• **Extrait à lire**
=======

Puis dans ce parcours, une expérience des plus bouleversantes, encore plus que la première, une jeune fille aveugle. Ce qu’il y a de plus terrible est qu’elle avait vu la vie, les êtres humains ainsi que la nature qui l’environnait jusqu’à l’âge de 16 ans avant qu’elle ait été frappée d’une maladie dégénérative du nerf optique.

Elle était extraordinaire dans sa bonne humeur, son travail appliqué et ses yeux aveugles d’un bleu brillant qui faisait rayonner son visage. Il n’est pas utile de vous convaincre que sa capacité cognitive était parfaitement adaptée aux études post-bac, juste avec l’aide d’un petit ordinateur pour une écriture et lecture adaptées (ce n’était pas en braille). Cette jeune fille représentait une partie de l’âme humaine que vous ne percevez jamais chez les personnes valides car ils n’ont pas une humeur égale en toutes circonstances. Elle ne pleurait jamais sur sa condition, en tout cas pas en public car elle savait être digne et ne pas se faire plaindre.

=======

• **Items extraits**
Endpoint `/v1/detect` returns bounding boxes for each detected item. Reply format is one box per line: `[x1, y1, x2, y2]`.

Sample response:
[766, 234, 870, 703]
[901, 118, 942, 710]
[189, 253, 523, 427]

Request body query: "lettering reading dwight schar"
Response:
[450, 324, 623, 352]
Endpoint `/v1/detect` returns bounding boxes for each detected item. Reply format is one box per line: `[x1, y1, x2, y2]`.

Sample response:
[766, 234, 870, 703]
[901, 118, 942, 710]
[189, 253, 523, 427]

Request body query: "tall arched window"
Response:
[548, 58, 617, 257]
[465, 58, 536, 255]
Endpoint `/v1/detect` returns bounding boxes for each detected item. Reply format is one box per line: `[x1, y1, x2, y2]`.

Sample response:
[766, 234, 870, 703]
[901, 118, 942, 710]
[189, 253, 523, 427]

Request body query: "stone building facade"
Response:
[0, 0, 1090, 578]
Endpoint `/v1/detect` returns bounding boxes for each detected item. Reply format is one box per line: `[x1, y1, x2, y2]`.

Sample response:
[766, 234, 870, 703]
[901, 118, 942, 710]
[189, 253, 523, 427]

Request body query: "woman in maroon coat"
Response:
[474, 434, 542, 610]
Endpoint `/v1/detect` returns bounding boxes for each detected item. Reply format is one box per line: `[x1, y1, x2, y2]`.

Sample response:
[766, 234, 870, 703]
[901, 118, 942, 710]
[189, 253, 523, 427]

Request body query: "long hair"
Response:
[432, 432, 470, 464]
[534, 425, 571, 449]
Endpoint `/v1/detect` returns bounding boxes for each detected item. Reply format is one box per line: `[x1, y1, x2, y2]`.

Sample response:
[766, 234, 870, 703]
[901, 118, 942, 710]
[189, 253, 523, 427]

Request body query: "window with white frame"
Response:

=======

• **Travail à faire**
Modifiez le passage de l'extrait sur la jeune fille aveugle qui va de « Puis dans ce » jusqu'à « du nerf optique. » en y remplaçant « maladie dégénérative » par « affection dégénérative ». Ces items viennent d'une source différente de celle de l'extrait.

• **Corrigé de l'exercice**
Puis dans ce parcours, une expérience des plus bouleversantes, encore plus que la première, une jeune fille aveugle. Ce qu’il y a de plus terrible est qu’elle avait vu la vie, les êtres humains ainsi que la nature qui l’environnait jusqu’à l’âge de 16 ans avant qu’elle ait été frappée d’une affection dégénérative du nerf optique.